Quoted passage:
• • • • •

[HN Gopher] tolower() in bulk at speed
___________________________________________________________________
tolower() in bulk at speed
Author : fanf2
Score : 84 points
Date : 2022-06-27 21:12 UTC (1 hours ago)
(HTM) web link (dotat.at)
(TXT) w3m dump (dotat.at)
| [deleted]
| mananaysiempre wrote:
| This technique of SWAR ("SIMD within a register") with very
| narrow elements and no hardware support is explained very well in
| an SO answer[1] (and the linked slides) about the mythical (and
| useless) "fusion trees".
|
| [1] https://stackoverflow.com/a/56604876
| dragontamer wrote:
| Seems a bit odd to stop at SWAR on today's systems.
|
| Every system I'm aware of has 128-bit SIMD implemented: either
| SSE (x86), NEON (ARM), or AltiVec (POWERPC). As such, 128-bit
| SIMD is the "reliably portable" SIMD operation.
|
| Of course, for fastest speeds, you need to go to the largest
| SIMD-register size for your platform: 512-bit for some Intel
| processors, rumored AMD Zen4 and Centaur chips. 256-bit for most
| Intel / AMD Zen3 chips. 128-bit for Apple ARMs, 512-bit for
| Fujitsu A64 ARMs, etc. etc.
|
| > And these are the fastest kinds of instructions :-)
|
| And it should be noted that modern SIMD instructions execute at
| one-per-clock-tick. So the 64-bit instructions certainly are
| fast, but the SIMD instructions tie if you're using simple XOR or
| comparison operations.
|
| --------
|
| This style of code might even be "reliably auto-vectorizable" on
| GCC and CLANG actually. I wonder if I could get portable auto-
| vectorizing C from these examples.
| fanf2 wrote:
| Is there a good way to load an arbitrary number of bytes (up to
| the vector size) into a vector register? As I said in the
| article, I could not find one when looking at AVX2 or NEON
| reference manuals. Getting the data from RAM is the main
| bottleneck for short strings, which DNS names usually are.
| dragontamer wrote:
| You're not thinking in terms of SIMD.
|
| If you load 5 bytes into a 128-bit register (16-bytes) you'll
| have 5-bytes of data + 11-bytes of garbage.

• • • • •

Data entries:
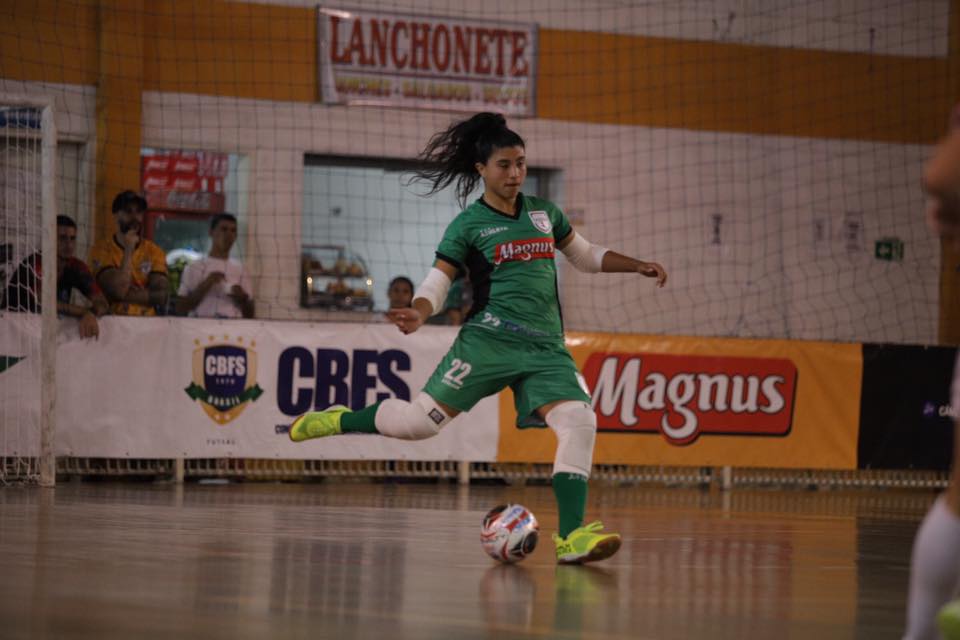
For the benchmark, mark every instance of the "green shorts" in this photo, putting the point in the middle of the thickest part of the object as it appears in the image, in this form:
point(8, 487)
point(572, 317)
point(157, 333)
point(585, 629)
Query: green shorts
point(481, 363)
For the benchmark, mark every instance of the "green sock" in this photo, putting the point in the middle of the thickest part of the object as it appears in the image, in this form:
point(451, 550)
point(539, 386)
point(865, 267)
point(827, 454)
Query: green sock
point(361, 421)
point(571, 492)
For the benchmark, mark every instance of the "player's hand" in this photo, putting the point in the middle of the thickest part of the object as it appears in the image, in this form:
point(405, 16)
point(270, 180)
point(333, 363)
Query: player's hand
point(653, 270)
point(944, 219)
point(213, 278)
point(238, 295)
point(407, 319)
point(89, 327)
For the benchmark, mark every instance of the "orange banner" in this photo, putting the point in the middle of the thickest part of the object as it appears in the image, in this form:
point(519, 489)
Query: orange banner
point(709, 402)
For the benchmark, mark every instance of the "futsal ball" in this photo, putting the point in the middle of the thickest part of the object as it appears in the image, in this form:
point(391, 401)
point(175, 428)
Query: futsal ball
point(509, 533)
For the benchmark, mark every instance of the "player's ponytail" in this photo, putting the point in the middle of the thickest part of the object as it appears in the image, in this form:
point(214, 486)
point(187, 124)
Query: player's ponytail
point(451, 154)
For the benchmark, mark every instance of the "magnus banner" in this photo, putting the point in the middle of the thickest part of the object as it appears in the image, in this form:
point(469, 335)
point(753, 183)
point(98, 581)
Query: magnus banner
point(711, 401)
point(410, 60)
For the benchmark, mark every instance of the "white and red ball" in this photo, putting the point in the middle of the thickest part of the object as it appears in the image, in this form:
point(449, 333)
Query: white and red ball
point(509, 533)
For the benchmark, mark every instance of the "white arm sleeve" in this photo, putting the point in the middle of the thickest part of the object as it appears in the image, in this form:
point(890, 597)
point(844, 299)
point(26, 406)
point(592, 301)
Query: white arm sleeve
point(434, 289)
point(584, 256)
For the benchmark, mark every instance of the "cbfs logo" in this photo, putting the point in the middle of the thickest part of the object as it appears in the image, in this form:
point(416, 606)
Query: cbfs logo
point(685, 396)
point(224, 378)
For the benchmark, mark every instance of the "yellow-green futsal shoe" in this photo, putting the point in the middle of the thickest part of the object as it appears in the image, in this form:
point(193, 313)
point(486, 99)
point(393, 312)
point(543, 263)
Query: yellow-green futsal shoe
point(317, 424)
point(586, 544)
point(949, 620)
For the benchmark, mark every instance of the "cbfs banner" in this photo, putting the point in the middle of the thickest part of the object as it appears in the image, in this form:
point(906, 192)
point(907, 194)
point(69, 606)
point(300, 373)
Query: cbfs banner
point(411, 60)
point(194, 388)
point(710, 402)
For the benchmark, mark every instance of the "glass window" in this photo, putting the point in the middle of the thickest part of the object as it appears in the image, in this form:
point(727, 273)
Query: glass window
point(373, 224)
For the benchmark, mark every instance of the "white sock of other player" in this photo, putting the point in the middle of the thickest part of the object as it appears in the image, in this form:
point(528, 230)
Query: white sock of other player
point(935, 570)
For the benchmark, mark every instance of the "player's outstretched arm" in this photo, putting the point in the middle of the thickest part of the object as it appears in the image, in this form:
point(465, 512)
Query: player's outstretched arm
point(591, 258)
point(429, 298)
point(941, 180)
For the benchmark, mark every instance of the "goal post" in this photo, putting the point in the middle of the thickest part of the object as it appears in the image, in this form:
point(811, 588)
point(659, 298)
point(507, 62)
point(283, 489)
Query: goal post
point(28, 212)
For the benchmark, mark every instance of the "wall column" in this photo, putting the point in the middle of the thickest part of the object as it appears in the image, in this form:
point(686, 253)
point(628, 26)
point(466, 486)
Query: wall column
point(119, 104)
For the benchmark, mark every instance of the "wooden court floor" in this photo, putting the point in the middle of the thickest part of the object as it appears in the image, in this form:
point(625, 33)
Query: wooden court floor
point(364, 560)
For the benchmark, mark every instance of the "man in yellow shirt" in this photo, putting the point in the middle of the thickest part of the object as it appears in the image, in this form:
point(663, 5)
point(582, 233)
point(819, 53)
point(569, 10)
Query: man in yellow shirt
point(131, 270)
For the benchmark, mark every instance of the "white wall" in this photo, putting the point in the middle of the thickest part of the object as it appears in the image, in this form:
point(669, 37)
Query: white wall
point(895, 27)
point(646, 192)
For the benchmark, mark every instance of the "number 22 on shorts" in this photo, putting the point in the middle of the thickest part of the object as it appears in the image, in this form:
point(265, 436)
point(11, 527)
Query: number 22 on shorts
point(457, 372)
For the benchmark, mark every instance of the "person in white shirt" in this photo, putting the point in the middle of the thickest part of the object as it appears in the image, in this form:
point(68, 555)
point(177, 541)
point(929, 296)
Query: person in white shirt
point(216, 286)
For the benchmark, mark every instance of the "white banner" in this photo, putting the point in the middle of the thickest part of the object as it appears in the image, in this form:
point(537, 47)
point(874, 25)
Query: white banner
point(194, 388)
point(409, 60)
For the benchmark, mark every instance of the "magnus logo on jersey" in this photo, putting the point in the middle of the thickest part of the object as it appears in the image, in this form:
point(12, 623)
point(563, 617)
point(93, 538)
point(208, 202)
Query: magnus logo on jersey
point(524, 250)
point(224, 378)
point(686, 396)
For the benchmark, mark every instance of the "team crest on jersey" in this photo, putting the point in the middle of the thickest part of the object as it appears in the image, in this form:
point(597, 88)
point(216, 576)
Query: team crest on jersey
point(224, 378)
point(541, 221)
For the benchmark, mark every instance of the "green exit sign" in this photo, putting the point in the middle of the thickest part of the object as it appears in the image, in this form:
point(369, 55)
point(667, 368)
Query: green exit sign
point(890, 249)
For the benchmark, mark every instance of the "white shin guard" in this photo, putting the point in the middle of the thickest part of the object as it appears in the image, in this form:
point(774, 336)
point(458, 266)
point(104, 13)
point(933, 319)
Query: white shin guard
point(417, 420)
point(575, 424)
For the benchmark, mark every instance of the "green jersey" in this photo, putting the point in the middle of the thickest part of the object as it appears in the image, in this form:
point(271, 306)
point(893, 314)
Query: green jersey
point(510, 259)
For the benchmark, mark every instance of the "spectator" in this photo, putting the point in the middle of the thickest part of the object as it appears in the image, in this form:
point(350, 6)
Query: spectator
point(400, 292)
point(457, 304)
point(131, 270)
point(216, 286)
point(23, 290)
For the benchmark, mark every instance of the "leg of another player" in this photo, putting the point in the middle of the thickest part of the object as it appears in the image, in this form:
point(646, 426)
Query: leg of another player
point(575, 425)
point(421, 418)
point(935, 564)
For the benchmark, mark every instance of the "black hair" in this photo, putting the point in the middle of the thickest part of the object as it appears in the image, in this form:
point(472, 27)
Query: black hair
point(220, 217)
point(451, 154)
point(128, 200)
point(66, 221)
point(400, 279)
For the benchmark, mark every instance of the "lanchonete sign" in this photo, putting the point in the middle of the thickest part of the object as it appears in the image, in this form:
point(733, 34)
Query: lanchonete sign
point(409, 60)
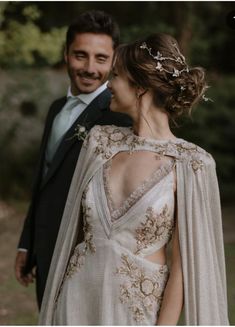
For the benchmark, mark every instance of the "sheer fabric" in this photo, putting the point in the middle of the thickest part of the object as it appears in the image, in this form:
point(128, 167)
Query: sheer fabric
point(103, 279)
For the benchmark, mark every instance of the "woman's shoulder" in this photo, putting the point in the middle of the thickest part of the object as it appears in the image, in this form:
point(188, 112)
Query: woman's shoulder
point(194, 154)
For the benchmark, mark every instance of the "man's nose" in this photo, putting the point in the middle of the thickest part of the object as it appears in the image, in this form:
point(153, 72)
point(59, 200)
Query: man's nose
point(90, 66)
point(109, 85)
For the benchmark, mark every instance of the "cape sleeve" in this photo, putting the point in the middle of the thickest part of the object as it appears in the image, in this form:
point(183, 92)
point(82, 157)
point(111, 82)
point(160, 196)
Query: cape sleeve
point(88, 162)
point(201, 242)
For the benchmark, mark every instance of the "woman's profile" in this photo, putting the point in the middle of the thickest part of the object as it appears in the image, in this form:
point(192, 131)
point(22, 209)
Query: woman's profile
point(136, 191)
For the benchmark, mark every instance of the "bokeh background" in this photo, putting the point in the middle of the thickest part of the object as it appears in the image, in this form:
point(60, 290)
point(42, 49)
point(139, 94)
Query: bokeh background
point(33, 74)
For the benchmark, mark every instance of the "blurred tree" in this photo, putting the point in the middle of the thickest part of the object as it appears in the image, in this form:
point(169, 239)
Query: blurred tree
point(24, 44)
point(38, 28)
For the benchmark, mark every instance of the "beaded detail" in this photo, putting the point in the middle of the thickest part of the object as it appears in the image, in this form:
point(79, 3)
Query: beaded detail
point(155, 228)
point(134, 197)
point(141, 291)
point(109, 137)
point(77, 259)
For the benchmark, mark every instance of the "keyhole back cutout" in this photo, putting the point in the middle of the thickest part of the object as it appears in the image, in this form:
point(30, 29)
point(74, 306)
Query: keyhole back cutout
point(126, 173)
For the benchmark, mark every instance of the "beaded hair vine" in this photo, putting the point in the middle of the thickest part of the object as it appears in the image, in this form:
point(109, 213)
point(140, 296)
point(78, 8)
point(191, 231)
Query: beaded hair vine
point(159, 58)
point(178, 59)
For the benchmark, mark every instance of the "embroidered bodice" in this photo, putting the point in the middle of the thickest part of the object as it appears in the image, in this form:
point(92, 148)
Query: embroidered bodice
point(125, 286)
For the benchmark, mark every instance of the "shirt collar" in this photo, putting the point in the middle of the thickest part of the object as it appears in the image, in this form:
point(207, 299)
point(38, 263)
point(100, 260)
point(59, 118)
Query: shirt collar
point(89, 97)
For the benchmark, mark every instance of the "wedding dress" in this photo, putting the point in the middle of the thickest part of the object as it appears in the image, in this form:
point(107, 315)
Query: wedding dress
point(108, 279)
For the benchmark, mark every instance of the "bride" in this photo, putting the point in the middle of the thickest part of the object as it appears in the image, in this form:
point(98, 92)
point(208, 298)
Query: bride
point(135, 192)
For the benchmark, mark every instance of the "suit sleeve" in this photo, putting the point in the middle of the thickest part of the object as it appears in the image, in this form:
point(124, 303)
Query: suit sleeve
point(27, 231)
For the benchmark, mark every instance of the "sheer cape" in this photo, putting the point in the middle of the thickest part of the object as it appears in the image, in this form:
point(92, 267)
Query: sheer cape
point(199, 219)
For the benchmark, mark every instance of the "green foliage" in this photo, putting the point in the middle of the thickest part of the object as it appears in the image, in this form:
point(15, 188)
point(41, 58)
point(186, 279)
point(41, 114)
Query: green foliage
point(213, 127)
point(21, 128)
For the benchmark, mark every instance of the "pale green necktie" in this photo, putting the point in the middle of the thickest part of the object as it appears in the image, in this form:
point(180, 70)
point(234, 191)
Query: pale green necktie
point(60, 126)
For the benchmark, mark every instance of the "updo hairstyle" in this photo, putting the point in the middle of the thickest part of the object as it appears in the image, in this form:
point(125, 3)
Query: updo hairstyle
point(175, 94)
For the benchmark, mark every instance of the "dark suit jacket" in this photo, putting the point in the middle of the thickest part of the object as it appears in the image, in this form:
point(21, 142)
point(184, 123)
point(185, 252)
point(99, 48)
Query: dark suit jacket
point(50, 193)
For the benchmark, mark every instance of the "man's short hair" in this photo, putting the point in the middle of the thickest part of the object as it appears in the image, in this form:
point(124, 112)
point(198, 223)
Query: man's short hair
point(94, 21)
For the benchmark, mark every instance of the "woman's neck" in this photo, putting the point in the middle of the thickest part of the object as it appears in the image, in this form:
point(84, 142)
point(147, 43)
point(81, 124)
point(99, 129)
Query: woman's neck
point(153, 123)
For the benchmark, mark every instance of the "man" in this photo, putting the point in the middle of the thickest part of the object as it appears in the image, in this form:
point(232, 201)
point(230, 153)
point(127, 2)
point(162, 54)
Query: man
point(90, 44)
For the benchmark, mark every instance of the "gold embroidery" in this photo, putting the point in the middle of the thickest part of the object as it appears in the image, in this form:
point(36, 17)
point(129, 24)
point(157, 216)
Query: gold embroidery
point(135, 196)
point(155, 228)
point(107, 138)
point(197, 164)
point(140, 291)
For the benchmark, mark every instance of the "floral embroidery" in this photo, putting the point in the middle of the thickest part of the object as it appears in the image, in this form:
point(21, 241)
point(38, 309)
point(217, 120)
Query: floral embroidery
point(108, 138)
point(197, 164)
point(77, 259)
point(134, 197)
point(140, 291)
point(155, 228)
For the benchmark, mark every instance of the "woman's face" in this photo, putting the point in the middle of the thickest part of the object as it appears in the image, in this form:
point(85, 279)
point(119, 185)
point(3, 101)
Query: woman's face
point(123, 97)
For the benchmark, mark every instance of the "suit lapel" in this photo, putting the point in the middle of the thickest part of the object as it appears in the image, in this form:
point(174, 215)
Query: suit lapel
point(88, 118)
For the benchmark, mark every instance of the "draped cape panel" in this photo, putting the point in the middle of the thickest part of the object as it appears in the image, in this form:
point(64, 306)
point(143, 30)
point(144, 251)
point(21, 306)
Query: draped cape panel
point(199, 219)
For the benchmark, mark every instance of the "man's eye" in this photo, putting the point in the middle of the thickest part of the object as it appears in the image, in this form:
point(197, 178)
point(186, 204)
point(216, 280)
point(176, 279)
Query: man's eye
point(79, 55)
point(112, 75)
point(101, 59)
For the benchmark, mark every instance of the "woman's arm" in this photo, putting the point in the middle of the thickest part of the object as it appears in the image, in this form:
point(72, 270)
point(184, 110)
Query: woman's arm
point(173, 295)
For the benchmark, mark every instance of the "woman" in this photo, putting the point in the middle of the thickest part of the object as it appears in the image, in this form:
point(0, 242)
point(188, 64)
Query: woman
point(136, 191)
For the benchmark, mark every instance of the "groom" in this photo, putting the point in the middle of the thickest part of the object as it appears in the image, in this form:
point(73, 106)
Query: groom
point(90, 44)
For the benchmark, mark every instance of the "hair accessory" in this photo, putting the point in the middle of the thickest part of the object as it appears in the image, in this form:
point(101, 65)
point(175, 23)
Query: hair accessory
point(159, 58)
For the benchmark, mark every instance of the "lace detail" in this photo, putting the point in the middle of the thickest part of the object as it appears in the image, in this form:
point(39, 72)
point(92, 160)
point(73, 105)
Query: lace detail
point(135, 196)
point(141, 291)
point(109, 138)
point(77, 259)
point(157, 227)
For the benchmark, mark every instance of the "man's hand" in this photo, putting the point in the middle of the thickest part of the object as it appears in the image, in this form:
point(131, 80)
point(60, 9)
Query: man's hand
point(20, 263)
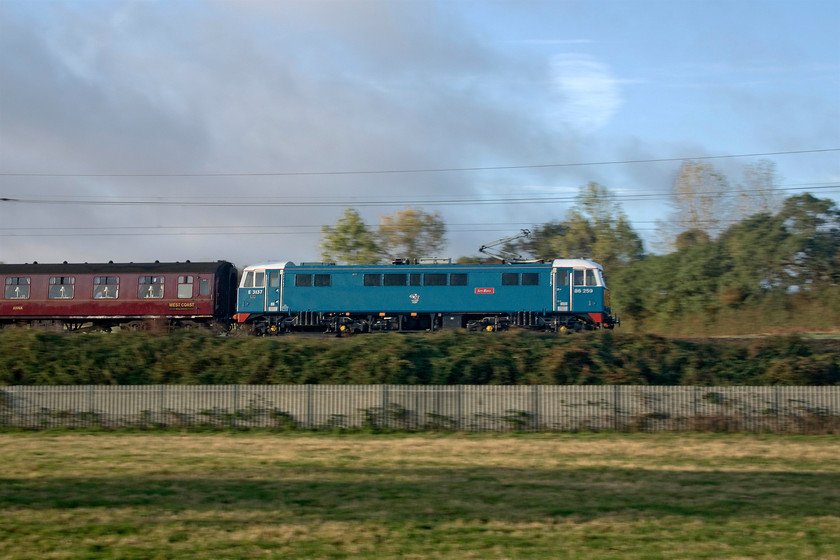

• • • • •

Parts of the exercise:
• A. In the tolower() thread, what does fanf2 identify as the main bottleneck for short strings?
• B. Print the part of the tolower() thread that opens with the words containing "[HN Gopher] tolower()" and closes with "w3m dump (dotat.at)".

Solutions to the exercise:
• A. Getting the data from RAM is the main bottleneck for short strings.

• B.
[HN Gopher] tolower() in bulk at speed
___________________________________________________________________
tolower() in bulk at speed
Author : fanf2
Score : 84 points
Date : 2022-06-27 21:12 UTC (1 hours ago)
(HTM) web link (dotat.at)
(TXT) w3m dump (dotat.at)